Entries supplied:
--- START ---

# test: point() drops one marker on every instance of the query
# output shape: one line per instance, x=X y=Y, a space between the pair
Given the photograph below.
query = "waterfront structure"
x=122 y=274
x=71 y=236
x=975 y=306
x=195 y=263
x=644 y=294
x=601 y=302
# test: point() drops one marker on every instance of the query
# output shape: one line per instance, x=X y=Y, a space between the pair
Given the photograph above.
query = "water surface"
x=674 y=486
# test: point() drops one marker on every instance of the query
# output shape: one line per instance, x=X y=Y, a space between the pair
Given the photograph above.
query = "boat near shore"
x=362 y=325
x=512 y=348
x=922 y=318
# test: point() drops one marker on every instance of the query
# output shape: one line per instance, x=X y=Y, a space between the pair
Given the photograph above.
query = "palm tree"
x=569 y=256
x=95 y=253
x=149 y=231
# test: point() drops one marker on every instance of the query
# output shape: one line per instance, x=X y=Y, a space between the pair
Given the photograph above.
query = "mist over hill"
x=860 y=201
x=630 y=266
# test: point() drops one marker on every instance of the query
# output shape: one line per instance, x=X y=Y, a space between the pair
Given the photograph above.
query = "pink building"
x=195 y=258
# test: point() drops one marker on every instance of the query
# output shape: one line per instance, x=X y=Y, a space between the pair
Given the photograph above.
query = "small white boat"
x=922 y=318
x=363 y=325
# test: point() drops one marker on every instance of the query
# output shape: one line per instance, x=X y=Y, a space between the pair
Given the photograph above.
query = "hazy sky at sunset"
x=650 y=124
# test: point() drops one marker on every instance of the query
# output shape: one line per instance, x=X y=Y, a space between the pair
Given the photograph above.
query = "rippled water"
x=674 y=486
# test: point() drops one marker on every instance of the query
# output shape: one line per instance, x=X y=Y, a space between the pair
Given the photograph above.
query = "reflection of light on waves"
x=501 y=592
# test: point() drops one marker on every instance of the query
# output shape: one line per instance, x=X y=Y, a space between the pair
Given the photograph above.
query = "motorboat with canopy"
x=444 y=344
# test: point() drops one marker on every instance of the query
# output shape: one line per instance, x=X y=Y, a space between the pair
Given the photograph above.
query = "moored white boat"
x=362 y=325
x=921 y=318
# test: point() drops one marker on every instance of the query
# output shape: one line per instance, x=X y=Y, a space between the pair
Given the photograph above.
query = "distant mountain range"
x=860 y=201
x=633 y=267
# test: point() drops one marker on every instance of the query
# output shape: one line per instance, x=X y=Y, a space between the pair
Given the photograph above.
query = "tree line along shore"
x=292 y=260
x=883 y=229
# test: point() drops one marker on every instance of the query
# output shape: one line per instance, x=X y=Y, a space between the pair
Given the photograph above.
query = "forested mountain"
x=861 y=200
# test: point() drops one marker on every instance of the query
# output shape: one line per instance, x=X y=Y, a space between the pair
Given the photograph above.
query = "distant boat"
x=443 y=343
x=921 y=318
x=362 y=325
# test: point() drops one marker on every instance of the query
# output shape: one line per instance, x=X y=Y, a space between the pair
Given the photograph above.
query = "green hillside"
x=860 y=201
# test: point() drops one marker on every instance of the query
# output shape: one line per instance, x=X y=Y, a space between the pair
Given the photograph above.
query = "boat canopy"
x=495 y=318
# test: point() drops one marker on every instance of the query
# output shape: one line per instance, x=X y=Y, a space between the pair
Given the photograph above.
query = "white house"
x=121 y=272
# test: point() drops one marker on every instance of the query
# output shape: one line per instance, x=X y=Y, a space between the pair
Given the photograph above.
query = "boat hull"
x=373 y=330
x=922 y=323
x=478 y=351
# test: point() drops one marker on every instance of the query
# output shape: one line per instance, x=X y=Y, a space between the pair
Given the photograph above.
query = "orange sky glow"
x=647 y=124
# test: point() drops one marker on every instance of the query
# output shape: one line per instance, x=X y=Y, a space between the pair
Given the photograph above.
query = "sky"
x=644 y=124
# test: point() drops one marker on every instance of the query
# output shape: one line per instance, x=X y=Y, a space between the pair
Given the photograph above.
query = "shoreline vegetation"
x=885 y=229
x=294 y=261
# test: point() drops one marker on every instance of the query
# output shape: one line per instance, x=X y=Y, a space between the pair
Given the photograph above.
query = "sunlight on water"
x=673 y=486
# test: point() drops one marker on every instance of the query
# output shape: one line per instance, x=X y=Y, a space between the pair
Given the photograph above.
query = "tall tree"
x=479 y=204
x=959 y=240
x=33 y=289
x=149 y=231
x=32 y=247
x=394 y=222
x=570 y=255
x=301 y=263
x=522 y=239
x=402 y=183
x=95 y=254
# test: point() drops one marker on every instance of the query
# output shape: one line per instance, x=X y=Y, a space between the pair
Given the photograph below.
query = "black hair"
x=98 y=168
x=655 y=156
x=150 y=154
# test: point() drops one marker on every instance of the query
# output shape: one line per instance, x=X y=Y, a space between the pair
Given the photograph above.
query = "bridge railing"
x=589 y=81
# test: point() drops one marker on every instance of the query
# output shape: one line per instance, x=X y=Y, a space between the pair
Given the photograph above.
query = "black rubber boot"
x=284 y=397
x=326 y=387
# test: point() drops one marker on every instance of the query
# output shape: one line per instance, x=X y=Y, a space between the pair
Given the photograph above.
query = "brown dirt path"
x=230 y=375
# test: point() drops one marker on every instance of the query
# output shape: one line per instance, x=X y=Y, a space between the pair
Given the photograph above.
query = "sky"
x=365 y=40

--- END ---

Goal of the exercise: Reply with an exact transcription of the material above.

Solution to this problem:
# test: point() drops one marker on every instance of the query
# output shape: one line per instance, x=X y=Y, a space between the pair
Given the photograph below.
query = "waterfront structure"
x=122 y=274
x=71 y=236
x=975 y=306
x=195 y=263
x=644 y=294
x=601 y=302
# test: point() drops one marker on every instance of the query
# output shape: one line per instance, x=X y=Y, a space between the pair
Given the photograph above.
query = "water surface"
x=674 y=486
# test: point() drops one marker on every instance of the query
# output shape: one line per instance, x=X y=Y, a space between the pair
Given the photograph above.
query = "boat near shore"
x=362 y=325
x=512 y=348
x=922 y=318
# test: point() drops one marker on every instance of the query
# output shape: one line per instance, x=X y=Y, a space between the pair
Given the photograph above.
query = "palm tree"
x=569 y=256
x=95 y=253
x=149 y=231
# test: point() drops one marker on every instance of the query
# output shape: one line per instance, x=X y=Y, a space between the pair
Given the photograph above.
query = "mist over hill"
x=860 y=201
x=630 y=266
# test: point() drops one marker on every instance of the query
# output shape: one line per instance, x=X y=Y, a space between the pair
Given the photograph above.
query = "pink building"
x=195 y=258
# test: point() drops one marker on every instance of the query
# output shape: one line per instance, x=X y=Y, a space between the pair
Given the photograph above.
query = "small white boat"
x=922 y=318
x=363 y=325
# test: point() drops one marker on every instance of the query
# output shape: one line per instance, x=X y=Y, a space between the pair
Given the photograph above.
query = "hazy sky at sunset"
x=650 y=124
# test: point() drops one marker on every instance of the query
# output shape: one line per instance, x=X y=Y, a space between the pair
Given the photograph above.
query = "rippled water"
x=674 y=486
# test: point() drops one marker on every instance of the query
# output shape: one line per instance, x=X y=Y, a space between the pair
Given the photograph above.
query = "reflection of light on waves"
x=501 y=592
# test: point() drops one marker on every instance of the query
# output shape: one line per instance, x=X y=Y, a space between the pair
Given the photograph above.
query = "motorboat with canopy"
x=444 y=344
# test: point() drops one marker on every instance of the query
# output shape: one line per instance, x=X y=Y, a space between the pair
Given the photograph above.
query = "moored white boat"
x=362 y=325
x=921 y=318
# test: point() drops one marker on every instance of the query
# output shape: one line per instance, x=X y=Y, a space between the pair
Given the photograph above.
query = "distant mountain range"
x=860 y=201
x=633 y=267
# test: point() drops one marker on every instance of the query
# output shape: one line per instance, x=X y=Y, a space between the pair
Given the photograph above.
query = "tree line along shore"
x=292 y=260
x=883 y=229
# test: point() drops one marker on every instance of the query
# output shape: one line per instance, x=X y=Y, a space between the pair
Given the photograph above.
query = "forested mountain"
x=861 y=200
# test: point() drops one marker on every instance of the query
# output shape: one line per instance, x=X y=Y, a space between the pair
Given the photograph above.
query = "distant boat"
x=443 y=343
x=921 y=318
x=362 y=325
# test: point() drops one marker on every instance of the query
# output shape: one line per instance, x=X y=Y, a space between the pair
Given the photograph above.
query = "green hillside"
x=860 y=201
# test: point() drops one marker on every instance of the query
# output shape: one line per instance, x=X y=Y, a space between the pair
Given the photograph above.
query = "boat canopy"
x=495 y=318
# test: point() drops one marker on every instance of the query
# output shape: one line per instance, x=X y=Y, a space between the pair
Given the photograph above.
query = "white house"
x=121 y=272
# test: point() drops one marker on every instance of the query
# output shape: one line per instance, x=X y=Y, a space between the pair
Given the photograph above.
query = "boat hull"
x=373 y=330
x=922 y=323
x=478 y=351
# test: point() drops one marker on every instance of the query
# output shape: one line per instance, x=X y=Y, a space between the pair
Given the photograph above.
query = "orange sky glow"
x=647 y=124
# test: point() drops one marker on every instance of the query
# output shape: one line per instance, x=X y=Y, a space between the pair
Given the photograph above.
query = "sky"
x=644 y=124
# test: point() drops one marker on every instance of the query
# output shape: one line per instance, x=X y=Y, a space between the pair
Given the photograph above.
query = "shoreline vegetation"
x=885 y=229
x=294 y=261
# test: point() drops one marker on every instance of the query
# output shape: one line per instance, x=X y=Y, a space between the pair
Given the photograph above.
query = "sunlight on water"
x=673 y=486
# test: point() drops one marker on every instance of the query
# output shape: one line per instance, x=X y=Y, a space between the pair
Given the photograph above.
query = "tall tree"
x=479 y=204
x=959 y=240
x=33 y=289
x=149 y=231
x=32 y=247
x=394 y=222
x=570 y=255
x=301 y=263
x=522 y=239
x=402 y=183
x=95 y=254
# test: point() drops one marker on every instance of the query
# output shape: one line per instance, x=X y=Y, a space between the pair
Given the photograph below.
query = "black hair"
x=98 y=168
x=655 y=156
x=150 y=154
# test: point() drops one marker on every instance of the query
# output shape: one line per instance, x=X y=Y, a space between the pair
Given the photograph above.
query = "bridge railing"
x=589 y=81
# test: point() drops one marker on every instance of the query
# output shape: one line per instance, x=X y=Y, a space between the pair
Given the photograph above.
query = "black rubber boot"
x=284 y=397
x=326 y=387
# test: point() drops one marker on every instance of the query
# output shape: one line per instance, x=X y=Y, a space between the pair
Given the photograph above.
query = "brown dirt path"
x=230 y=375
# test: point() drops one marker on every instance of the query
# output shape: one line per instance, x=X y=Y, a space between the pair
Given the photograph above.
query = "sky"
x=365 y=40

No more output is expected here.